Records from a collection
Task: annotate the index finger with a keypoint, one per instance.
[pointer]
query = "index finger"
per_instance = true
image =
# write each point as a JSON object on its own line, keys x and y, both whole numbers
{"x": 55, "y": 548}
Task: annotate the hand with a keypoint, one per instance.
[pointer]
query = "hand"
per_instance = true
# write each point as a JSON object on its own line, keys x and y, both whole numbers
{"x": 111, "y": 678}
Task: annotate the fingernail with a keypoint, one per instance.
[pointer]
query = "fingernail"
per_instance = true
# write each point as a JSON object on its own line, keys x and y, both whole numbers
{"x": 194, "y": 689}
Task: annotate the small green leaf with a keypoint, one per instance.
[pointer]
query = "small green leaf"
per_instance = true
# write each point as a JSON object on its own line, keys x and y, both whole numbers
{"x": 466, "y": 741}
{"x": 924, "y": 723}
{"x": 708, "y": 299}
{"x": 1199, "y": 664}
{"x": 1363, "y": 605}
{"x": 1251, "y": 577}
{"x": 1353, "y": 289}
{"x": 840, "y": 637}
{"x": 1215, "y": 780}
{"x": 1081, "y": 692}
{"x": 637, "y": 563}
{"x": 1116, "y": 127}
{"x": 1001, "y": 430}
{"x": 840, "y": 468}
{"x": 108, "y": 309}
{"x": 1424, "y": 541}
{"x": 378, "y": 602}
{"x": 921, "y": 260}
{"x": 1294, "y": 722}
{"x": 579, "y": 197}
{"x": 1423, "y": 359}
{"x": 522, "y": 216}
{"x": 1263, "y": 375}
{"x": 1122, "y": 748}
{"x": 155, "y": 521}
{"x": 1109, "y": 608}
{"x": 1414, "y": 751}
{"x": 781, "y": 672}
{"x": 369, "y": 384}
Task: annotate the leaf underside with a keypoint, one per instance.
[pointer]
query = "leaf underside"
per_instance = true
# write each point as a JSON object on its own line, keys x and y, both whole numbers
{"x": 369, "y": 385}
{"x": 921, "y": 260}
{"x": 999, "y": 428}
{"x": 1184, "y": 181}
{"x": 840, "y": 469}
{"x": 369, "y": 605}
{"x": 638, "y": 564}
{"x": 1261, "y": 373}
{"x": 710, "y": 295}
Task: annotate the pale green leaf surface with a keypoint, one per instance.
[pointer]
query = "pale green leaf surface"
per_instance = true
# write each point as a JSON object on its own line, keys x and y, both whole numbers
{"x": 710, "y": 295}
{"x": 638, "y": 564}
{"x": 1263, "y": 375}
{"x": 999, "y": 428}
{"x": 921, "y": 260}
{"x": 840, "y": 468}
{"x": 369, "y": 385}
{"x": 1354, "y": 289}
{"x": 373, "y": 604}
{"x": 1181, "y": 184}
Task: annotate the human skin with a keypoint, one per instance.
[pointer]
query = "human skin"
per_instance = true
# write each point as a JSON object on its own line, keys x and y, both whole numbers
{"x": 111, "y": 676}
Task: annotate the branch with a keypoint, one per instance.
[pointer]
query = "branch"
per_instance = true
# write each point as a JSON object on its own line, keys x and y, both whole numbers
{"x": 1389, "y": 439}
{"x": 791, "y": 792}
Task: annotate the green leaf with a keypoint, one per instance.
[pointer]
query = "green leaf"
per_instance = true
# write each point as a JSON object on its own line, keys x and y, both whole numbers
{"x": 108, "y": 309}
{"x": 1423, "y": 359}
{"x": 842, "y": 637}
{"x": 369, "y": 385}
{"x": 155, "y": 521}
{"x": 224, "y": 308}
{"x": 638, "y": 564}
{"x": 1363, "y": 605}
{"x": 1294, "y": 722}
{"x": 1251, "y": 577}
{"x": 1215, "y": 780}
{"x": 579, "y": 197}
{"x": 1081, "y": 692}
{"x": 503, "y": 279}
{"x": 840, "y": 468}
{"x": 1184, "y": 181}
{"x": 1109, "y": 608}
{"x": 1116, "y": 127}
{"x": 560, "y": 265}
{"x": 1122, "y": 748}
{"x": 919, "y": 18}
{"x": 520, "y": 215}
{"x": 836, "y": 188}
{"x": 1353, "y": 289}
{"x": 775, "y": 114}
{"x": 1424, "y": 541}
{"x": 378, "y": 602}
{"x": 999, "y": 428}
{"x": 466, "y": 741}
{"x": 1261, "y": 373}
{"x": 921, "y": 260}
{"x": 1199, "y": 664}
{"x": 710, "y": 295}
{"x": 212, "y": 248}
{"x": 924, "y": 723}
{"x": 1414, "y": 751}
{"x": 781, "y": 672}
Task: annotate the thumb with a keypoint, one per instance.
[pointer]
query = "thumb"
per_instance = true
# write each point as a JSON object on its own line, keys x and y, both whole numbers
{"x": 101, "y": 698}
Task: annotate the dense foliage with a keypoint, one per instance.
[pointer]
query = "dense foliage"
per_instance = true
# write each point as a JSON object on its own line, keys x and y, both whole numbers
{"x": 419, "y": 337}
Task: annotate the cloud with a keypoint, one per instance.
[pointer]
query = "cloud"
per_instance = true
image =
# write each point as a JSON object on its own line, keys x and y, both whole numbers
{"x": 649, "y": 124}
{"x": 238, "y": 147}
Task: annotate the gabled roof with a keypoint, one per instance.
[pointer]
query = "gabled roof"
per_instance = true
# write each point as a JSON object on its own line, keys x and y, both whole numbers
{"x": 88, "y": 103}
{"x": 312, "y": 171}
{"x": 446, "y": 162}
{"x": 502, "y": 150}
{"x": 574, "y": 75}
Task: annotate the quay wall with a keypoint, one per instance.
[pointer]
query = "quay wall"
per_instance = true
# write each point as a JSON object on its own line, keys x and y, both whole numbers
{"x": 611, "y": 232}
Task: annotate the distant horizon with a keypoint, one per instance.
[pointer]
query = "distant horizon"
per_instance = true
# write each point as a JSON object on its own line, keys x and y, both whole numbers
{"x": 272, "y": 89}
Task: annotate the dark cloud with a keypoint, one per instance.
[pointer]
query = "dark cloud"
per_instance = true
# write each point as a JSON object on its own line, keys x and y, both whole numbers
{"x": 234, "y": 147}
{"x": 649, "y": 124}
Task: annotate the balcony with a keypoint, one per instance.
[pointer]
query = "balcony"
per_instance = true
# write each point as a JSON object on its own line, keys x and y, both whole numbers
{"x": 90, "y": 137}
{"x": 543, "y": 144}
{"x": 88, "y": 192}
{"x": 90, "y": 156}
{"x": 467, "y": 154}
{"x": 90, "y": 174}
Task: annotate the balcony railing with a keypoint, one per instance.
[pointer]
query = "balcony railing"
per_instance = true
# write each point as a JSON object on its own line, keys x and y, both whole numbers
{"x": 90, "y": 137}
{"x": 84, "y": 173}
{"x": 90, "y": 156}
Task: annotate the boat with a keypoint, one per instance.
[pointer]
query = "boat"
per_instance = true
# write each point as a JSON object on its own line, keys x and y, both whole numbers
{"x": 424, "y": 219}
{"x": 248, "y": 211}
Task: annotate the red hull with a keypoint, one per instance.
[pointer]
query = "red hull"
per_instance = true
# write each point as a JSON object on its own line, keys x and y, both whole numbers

▶ **WORK INSTRUCTIONS**: Restate each of the records exactly, leaving nothing out.

▶ **RESPONSE AREA**:
Task: annotate the index finger with a keypoint, one per instance.
[pointer]
query = "index finger"
per_instance = true
image =
# write each point as a JSON object on its own line, keys x and y, both whole numbers
{"x": 55, "y": 548}
Task: annotate the hand with a keypoint, one per instance.
[pointer]
query = "hand"
per_instance = true
# write each point as a JSON object on its own line, keys x and y, both whole numbers
{"x": 111, "y": 678}
Task: annotate the fingernail with a keypoint, one per instance.
[pointer]
query = "fingernail"
per_instance = true
# write each point as a JSON object on its own line, keys x and y, both whole numbers
{"x": 194, "y": 689}
Task: annotate the small green leaf with a keypoint, one per instance.
[pointer]
query = "small green leaf"
per_instance = true
# write each point as a JSON object on its own line, keys x and y, both whole numbers
{"x": 466, "y": 741}
{"x": 924, "y": 723}
{"x": 708, "y": 299}
{"x": 1199, "y": 664}
{"x": 1363, "y": 605}
{"x": 1251, "y": 577}
{"x": 1353, "y": 289}
{"x": 840, "y": 637}
{"x": 1215, "y": 780}
{"x": 1081, "y": 692}
{"x": 637, "y": 563}
{"x": 1116, "y": 127}
{"x": 1001, "y": 430}
{"x": 840, "y": 468}
{"x": 108, "y": 309}
{"x": 1424, "y": 541}
{"x": 378, "y": 602}
{"x": 921, "y": 260}
{"x": 1294, "y": 722}
{"x": 579, "y": 197}
{"x": 1423, "y": 359}
{"x": 522, "y": 216}
{"x": 1263, "y": 375}
{"x": 1122, "y": 748}
{"x": 155, "y": 521}
{"x": 1109, "y": 608}
{"x": 1414, "y": 751}
{"x": 781, "y": 672}
{"x": 369, "y": 384}
Task: annotate the leaf underside with a keypoint, one per instance.
[pointer]
query = "leaf underside"
per_instance = true
# write each point as a JSON object on its own line, keys x and y, both whole numbers
{"x": 369, "y": 385}
{"x": 921, "y": 260}
{"x": 999, "y": 428}
{"x": 1184, "y": 181}
{"x": 840, "y": 469}
{"x": 369, "y": 605}
{"x": 638, "y": 564}
{"x": 1261, "y": 373}
{"x": 710, "y": 295}
Task: annotate the pale green leaf surface with a keypoint, one per instance.
[pointer]
query = "pale green leaf surface"
per_instance = true
# write each point as a JSON object on its own line, keys x and y, both whole numbers
{"x": 710, "y": 295}
{"x": 638, "y": 564}
{"x": 1263, "y": 375}
{"x": 999, "y": 428}
{"x": 921, "y": 260}
{"x": 840, "y": 468}
{"x": 369, "y": 385}
{"x": 1354, "y": 289}
{"x": 373, "y": 604}
{"x": 1181, "y": 184}
Task: annotate the human skin with a keypoint, one per instance.
[pointer]
query = "human skin"
per_instance = true
# write each point as a JSON object on its own line, keys x and y, both whole numbers
{"x": 111, "y": 676}
Task: annotate the branch with a keypoint, one per instance.
[pointer]
query = "branch"
per_instance = true
# write each point as a JSON object on its own line, keys x and y, both whole numbers
{"x": 1389, "y": 439}
{"x": 791, "y": 792}
Task: annotate the green leaf with a keypoint, one per instance.
[pointer]
query = "green leaf"
per_instance = true
# write each point as a JSON object on its own line, keys x and y, both whole numbers
{"x": 108, "y": 309}
{"x": 1423, "y": 359}
{"x": 842, "y": 637}
{"x": 369, "y": 385}
{"x": 155, "y": 521}
{"x": 224, "y": 308}
{"x": 638, "y": 564}
{"x": 1363, "y": 605}
{"x": 1294, "y": 722}
{"x": 1251, "y": 577}
{"x": 1215, "y": 780}
{"x": 579, "y": 197}
{"x": 1081, "y": 692}
{"x": 503, "y": 279}
{"x": 840, "y": 468}
{"x": 1184, "y": 181}
{"x": 1109, "y": 608}
{"x": 1116, "y": 127}
{"x": 560, "y": 265}
{"x": 1122, "y": 748}
{"x": 919, "y": 18}
{"x": 520, "y": 215}
{"x": 836, "y": 188}
{"x": 1353, "y": 289}
{"x": 775, "y": 114}
{"x": 1424, "y": 541}
{"x": 378, "y": 602}
{"x": 999, "y": 428}
{"x": 466, "y": 741}
{"x": 1261, "y": 373}
{"x": 921, "y": 260}
{"x": 1199, "y": 664}
{"x": 710, "y": 295}
{"x": 212, "y": 248}
{"x": 924, "y": 723}
{"x": 1414, "y": 751}
{"x": 781, "y": 672}
Task: annotate the thumb with a keypoint, one per instance.
[pointer]
query = "thumb"
per_instance = true
# write each point as a JSON object on its own line, keys x and y, both whole numbers
{"x": 101, "y": 698}
Task: annotate the dense foliage with a keypoint, one per instance.
[pointer]
query = "dense foliage"
per_instance = true
# write each point as a JSON object on its own line, keys x and y, both whole numbers
{"x": 419, "y": 337}
Task: annotate the cloud with a keypoint, one per instance.
[pointer]
query = "cloud"
per_instance = true
image =
# write each point as a JSON object on its own line, keys x and y, both whole numbers
{"x": 649, "y": 124}
{"x": 238, "y": 147}
Task: annotate the gabled roof with a keypoint, one per instance.
[pointer]
query = "gabled roof"
per_instance = true
# write each point as a JSON object on its own line, keys x and y, both whole numbers
{"x": 88, "y": 103}
{"x": 312, "y": 171}
{"x": 446, "y": 162}
{"x": 502, "y": 150}
{"x": 574, "y": 75}
Task: annotate the quay wall with a keypoint, one per instance.
[pointer]
query = "quay wall"
per_instance = true
# write each point as a JSON object on its own line, keys x and y, both whole numbers
{"x": 611, "y": 232}
Task: annotate the distant horizon with a keypoint, one per instance.
[pointer]
query = "distant horizon"
per_instance = true
# write each point as a JSON object on its own line, keys x and y, both whole numbers
{"x": 272, "y": 89}
Task: annotate the dark cloud with a keypoint, one per instance.
[pointer]
query = "dark cloud"
per_instance = true
# write each point as a JSON object on its own line, keys x and y, both whole numbers
{"x": 234, "y": 147}
{"x": 649, "y": 124}
Task: annotate the balcony with a keypoint, one per instance.
[pointer]
query = "balcony"
per_instance = true
# write each point as a JSON object on its own line, keys x and y, both whole numbers
{"x": 90, "y": 137}
{"x": 543, "y": 144}
{"x": 88, "y": 192}
{"x": 90, "y": 156}
{"x": 467, "y": 154}
{"x": 90, "y": 174}
Task: annotate the balcony railing with a keypoint, one per instance.
[pointer]
query = "balcony railing"
per_instance = true
# write each point as a JSON object on its own line, keys x and y, both whole numbers
{"x": 90, "y": 137}
{"x": 84, "y": 173}
{"x": 90, "y": 156}
Task: annotate the boat with a keypoint, one per instance.
[pointer]
query = "boat"
per_instance = true
# write each point as a JSON object on its own line, keys x and y, both whole numbers
{"x": 424, "y": 219}
{"x": 248, "y": 211}
Task: annotate the red hull with a keypoint, one per instance.
[pointer]
query = "red hull"
per_instance = true
# write each point as a JSON object on its own line, keys x and y, both whole numbers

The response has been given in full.